■ Set task ■
All entries must be extracted exactly, with nothing added or dropped.

★ ★ ★ ★

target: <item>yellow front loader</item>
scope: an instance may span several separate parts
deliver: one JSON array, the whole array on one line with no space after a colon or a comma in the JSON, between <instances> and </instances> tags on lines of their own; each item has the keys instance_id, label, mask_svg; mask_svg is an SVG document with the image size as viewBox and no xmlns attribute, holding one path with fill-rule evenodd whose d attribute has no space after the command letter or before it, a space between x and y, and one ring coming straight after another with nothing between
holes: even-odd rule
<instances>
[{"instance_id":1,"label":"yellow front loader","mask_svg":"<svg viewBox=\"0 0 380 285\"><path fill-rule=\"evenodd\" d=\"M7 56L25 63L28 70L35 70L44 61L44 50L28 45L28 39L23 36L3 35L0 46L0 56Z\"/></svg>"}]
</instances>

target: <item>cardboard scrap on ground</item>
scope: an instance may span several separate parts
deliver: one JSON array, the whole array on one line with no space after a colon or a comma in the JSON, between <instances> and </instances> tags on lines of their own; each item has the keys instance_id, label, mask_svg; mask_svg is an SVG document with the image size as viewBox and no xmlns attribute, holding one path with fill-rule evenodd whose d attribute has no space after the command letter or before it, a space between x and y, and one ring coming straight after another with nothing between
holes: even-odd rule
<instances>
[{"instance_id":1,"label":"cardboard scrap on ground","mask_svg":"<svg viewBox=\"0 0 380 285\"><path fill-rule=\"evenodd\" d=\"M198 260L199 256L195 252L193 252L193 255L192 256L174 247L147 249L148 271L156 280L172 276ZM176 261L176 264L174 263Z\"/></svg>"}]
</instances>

★ ★ ★ ★

■ Answer to the task ■
target: <item>yellow front loader</item>
scope: an instance may span several separate parts
deliver: one JSON array, the whole array on one line with no space after a colon or a comma in the JSON, between <instances> and </instances> tags on lines of their own; each item has the keys instance_id, label, mask_svg; mask_svg is an SVG document with the image size as viewBox and no xmlns attribute, holding one path with fill-rule evenodd whose d attribute has no space after the command letter or before it, a space between x and y, and one ring coming straight after another with nothing between
holes: even-odd rule
<instances>
[{"instance_id":1,"label":"yellow front loader","mask_svg":"<svg viewBox=\"0 0 380 285\"><path fill-rule=\"evenodd\" d=\"M7 56L25 63L28 70L35 70L44 61L44 50L28 45L28 39L23 36L3 35L0 46L0 56Z\"/></svg>"}]
</instances>

target: <item>cardboard scrap on ground</item>
scope: an instance may span several separate parts
deliver: one JSON array, the whole array on one line with no space after a colon or a comma in the JSON, between <instances> and </instances> tags on lines of their own; each item has the keys instance_id, label, mask_svg; mask_svg is an SVG document with the image size as viewBox and no xmlns attribute, holding one path with fill-rule evenodd whose d attribute has no space after the command letter or before it, a space between x and y, and one ring coming straight after another with nothing between
holes: even-odd rule
<instances>
[{"instance_id":1,"label":"cardboard scrap on ground","mask_svg":"<svg viewBox=\"0 0 380 285\"><path fill-rule=\"evenodd\" d=\"M198 260L199 256L195 252L193 252L193 255L192 256L174 247L147 249L148 271L156 280L172 276ZM176 261L176 264L174 263Z\"/></svg>"}]
</instances>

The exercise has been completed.